Exercise description:
Output verbatim the line with "Target: scattered bush" together with every line beneath it, ending at the last line of the entries.

***** Given records

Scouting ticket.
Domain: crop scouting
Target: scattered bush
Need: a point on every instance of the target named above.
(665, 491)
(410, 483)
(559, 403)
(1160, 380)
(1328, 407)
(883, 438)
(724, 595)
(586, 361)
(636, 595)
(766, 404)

**********

Result below:
Target: scattered bush
Need: a point on every instance of the target named above.
(665, 491)
(410, 483)
(559, 403)
(1160, 380)
(1328, 407)
(883, 438)
(724, 595)
(586, 361)
(636, 595)
(766, 404)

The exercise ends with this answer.